- [Task] Rewrite the entries below, swapping every "Inventory check" for "Stock check" and leaving everything else as it is.

>> START Supplied entries

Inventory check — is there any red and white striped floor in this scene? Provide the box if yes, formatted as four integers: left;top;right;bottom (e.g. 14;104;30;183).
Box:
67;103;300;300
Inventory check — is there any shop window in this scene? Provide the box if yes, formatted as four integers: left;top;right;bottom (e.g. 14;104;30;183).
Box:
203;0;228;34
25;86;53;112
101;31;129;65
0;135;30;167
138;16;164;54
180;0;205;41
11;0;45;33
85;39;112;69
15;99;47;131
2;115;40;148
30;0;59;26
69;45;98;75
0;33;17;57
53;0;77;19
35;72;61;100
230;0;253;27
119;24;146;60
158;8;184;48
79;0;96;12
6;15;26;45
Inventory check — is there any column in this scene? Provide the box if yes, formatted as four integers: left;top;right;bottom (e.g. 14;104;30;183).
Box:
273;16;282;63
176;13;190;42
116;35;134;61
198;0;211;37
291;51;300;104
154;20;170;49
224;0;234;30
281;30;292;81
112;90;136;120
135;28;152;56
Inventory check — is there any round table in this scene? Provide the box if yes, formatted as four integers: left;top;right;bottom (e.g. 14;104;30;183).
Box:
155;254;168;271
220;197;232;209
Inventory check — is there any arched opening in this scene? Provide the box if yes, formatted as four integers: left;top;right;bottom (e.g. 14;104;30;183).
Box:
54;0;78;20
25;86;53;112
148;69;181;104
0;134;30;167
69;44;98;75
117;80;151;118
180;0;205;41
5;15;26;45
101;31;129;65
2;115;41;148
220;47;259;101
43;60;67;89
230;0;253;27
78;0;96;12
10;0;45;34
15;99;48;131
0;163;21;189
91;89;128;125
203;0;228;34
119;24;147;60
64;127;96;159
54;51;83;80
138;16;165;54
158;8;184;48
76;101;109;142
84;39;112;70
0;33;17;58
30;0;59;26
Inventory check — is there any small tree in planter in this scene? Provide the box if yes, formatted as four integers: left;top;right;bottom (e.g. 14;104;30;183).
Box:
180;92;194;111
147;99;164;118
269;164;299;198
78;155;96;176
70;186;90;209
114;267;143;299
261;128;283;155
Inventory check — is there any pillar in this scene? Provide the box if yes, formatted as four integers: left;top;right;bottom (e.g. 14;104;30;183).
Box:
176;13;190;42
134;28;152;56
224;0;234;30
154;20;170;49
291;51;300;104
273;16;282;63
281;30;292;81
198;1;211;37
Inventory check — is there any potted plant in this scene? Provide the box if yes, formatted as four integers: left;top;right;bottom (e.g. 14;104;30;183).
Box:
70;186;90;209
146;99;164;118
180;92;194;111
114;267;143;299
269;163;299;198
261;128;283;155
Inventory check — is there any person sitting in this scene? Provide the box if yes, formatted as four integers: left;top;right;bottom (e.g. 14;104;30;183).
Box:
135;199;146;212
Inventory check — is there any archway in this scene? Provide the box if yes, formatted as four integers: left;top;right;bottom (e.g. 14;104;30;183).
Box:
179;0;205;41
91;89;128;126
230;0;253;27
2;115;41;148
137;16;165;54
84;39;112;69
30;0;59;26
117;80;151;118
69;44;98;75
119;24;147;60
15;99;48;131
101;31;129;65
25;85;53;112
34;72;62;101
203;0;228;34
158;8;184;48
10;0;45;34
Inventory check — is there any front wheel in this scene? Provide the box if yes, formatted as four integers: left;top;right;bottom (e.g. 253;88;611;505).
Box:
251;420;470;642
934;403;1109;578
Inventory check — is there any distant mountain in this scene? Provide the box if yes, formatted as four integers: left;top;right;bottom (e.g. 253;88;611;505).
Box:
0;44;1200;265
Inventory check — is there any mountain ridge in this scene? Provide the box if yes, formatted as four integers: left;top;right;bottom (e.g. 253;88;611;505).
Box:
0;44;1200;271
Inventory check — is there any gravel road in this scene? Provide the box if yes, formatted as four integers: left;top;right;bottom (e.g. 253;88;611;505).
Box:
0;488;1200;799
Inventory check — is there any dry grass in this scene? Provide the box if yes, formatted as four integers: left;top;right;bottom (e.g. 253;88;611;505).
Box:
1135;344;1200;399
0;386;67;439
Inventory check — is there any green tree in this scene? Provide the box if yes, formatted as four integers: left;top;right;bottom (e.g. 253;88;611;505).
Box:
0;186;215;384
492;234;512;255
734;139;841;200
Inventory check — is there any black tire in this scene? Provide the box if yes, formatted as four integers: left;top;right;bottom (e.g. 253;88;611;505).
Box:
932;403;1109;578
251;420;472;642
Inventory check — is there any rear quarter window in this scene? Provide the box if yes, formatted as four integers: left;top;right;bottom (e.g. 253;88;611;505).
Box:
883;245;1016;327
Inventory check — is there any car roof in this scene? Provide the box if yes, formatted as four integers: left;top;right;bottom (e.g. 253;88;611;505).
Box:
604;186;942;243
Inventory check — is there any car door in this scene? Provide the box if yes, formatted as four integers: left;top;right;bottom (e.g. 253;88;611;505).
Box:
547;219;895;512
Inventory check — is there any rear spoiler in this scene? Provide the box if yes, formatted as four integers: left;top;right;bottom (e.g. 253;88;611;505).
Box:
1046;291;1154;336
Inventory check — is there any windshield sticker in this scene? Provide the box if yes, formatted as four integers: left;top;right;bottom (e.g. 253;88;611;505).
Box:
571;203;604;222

>> END Supplied entries

- [Reply to the task]
Stock check — is there any red and white striped floor in this scene? Provide the box if yes, formatted as four integers: left;top;right;bottom (e.g. 14;104;30;183).
Box:
67;103;300;300
Stock check — is there any shop window in this scene? Provide the box if yes, formatted as four integers: left;top;right;bottom (e.g. 14;104;30;183).
Box:
203;0;228;34
25;86;53;112
101;31;129;65
0;135;30;167
138;16;164;54
180;0;205;41
11;0;45;33
85;39;112;69
15;99;47;131
2;115;40;148
30;0;59;26
69;45;98;75
0;33;17;57
53;0;77;19
35;72;61;100
230;0;253;27
119;24;146;60
158;8;184;48
79;0;96;12
6;15;26;45
Stock check — is there any column in this scene? Provide the box if yes, formatted as four integers: left;top;right;bottom (e.g. 14;104;30;183).
Box:
273;16;282;63
176;13;190;42
116;35;134;61
198;0;211;37
291;51;300;104
154;20;170;49
224;0;234;30
281;30;292;81
112;90;136;120
135;28;152;56
Stock check — is there any round table in this scene? Provide the box if yes, formatted as four integers: left;top;right;bottom (e.g. 14;104;30;183).
Box:
155;254;168;271
220;197;232;209
Stock check — is there any arched opening in this scene? Provide the box if yes, formatted as four integers: left;top;right;bottom (e.g. 14;104;30;183).
Box:
54;0;78;20
25;86;53;112
148;69;181;104
0;134;30;167
69;44;98;75
117;80;151;118
180;0;205;41
5;15;26;45
101;31;129;65
2;115;41;148
220;47;259;101
43;60;67;89
230;0;253;27
78;0;96;12
10;0;45;34
15;99;48;131
0;163;21;189
91;89;128;125
203;0;228;34
119;24;147;60
64;127;96;159
54;51;83;80
138;16;165;54
158;8;184;48
76;101;109;142
84;39;112;70
0;33;17;58
30;0;59;26
Stock check — is there any small tree in planter in this scene? Provide the box if yes, formatted as four integers: left;top;right;bottom (e.g. 14;104;30;183).
Box:
180;92;194;111
147;99;164;118
269;164;299;198
78;155;96;176
70;186;90;209
114;267;143;299
261;128;283;155
Stock check — is there any pillar in this scene? Provide the box if yes, formatted as four integers: left;top;right;bottom (e.g. 14;104;30;183).
Box:
176;13;190;42
134;28;152;56
224;0;234;30
154;20;170;49
291;51;300;104
273;16;282;63
281;30;292;81
198;1;211;37
Stock check — is there any potted plant in this scene? Provide the box if yes, formatted as four integers: left;top;right;bottom (e.g. 14;104;30;183).
Box:
70;186;90;209
146;99;164;118
180;92;194;111
114;267;143;299
269;163;299;198
261;128;283;155
Stock check — is there any person sitting in this scene? Provide the box if yes, formatted as four integers: left;top;right;bottom (e.g. 14;104;30;183).
Box:
135;199;146;212
Stock check — is there any archway in this scene? Provide the box if yes, formatted as four integers: left;top;right;bottom (e.g. 14;104;30;183).
Box:
179;0;205;41
91;89;128;126
230;0;253;27
2;115;41;148
137;16;165;54
84;39;112;69
30;0;59;26
117;80;151;118
69;44;98;75
119;24;147;60
15;99;48;131
101;31;129;65
25;85;53;112
34;72;62;101
203;0;228;34
158;8;184;48
10;0;45;34
Stock check — is there any front wheel in this scene? Provide the box if yes, formatted as four integers: left;top;right;bottom (e.g. 253;88;611;505).
Box:
251;420;470;642
934;403;1109;578
Stock check — is there any distant mountain in this scene? Provide the box if yes, formatted as four integers: left;top;right;bottom (e.g. 253;88;611;505).
Box:
0;44;1200;265
Stock check — is there any mountain ridge in this scene? Provide the box if yes, formatted as four integers: left;top;right;bottom (e.g. 253;88;611;505).
Box:
0;44;1200;271
Stock check — is there any gravel road in this scene? Provide the box if yes, formatted as four integers: left;top;right;bottom (e.g. 253;88;611;505).
Box:
0;488;1200;799
Stock check — is there any dry grass in this scene? Provide the box if yes, formatted as four integers: left;top;right;bottom (e.g. 253;88;611;505).
Box:
1135;344;1200;399
0;386;67;439
Stock check — is there any green tree in this scene? Provide the box if yes, formatted as four integers: left;top;right;bottom (e.g. 253;88;611;505).
Box:
0;186;215;384
492;234;512;255
734;139;841;200
Stock check — is there any black tire in this scene? Provide the box if yes, formatted as four integers: left;top;right;bottom (e.g. 253;88;611;505).
Box:
932;403;1109;578
251;420;472;642
Stock check — is there any rear quarter window in this scene? Provide the box if yes, formatted as four integers: left;top;right;bottom (e.g. 253;88;611;505).
Box:
883;245;1016;327
Stock check — is there any car roof in this scene? Provide the box if yes, formatted as four integers: left;top;right;bottom (e.g. 253;88;611;505).
Box:
604;186;942;243
Stock check — is there any car door in this scene? Provide the box if yes, formatted as four integers: left;top;right;bottom (e.g. 253;88;611;505).
Box:
547;219;895;512
Stock check — is there any rear spoiler in this scene? Provide the box if yes, formatted as four integers: left;top;right;bottom (e.g. 253;88;611;505).
Box:
1046;291;1154;336
Stock check — is there any windshield sticker in this scene? Provide the box if yes, formatted as four integers: left;top;right;bottom (e.g. 253;88;611;505).
Box:
571;203;604;222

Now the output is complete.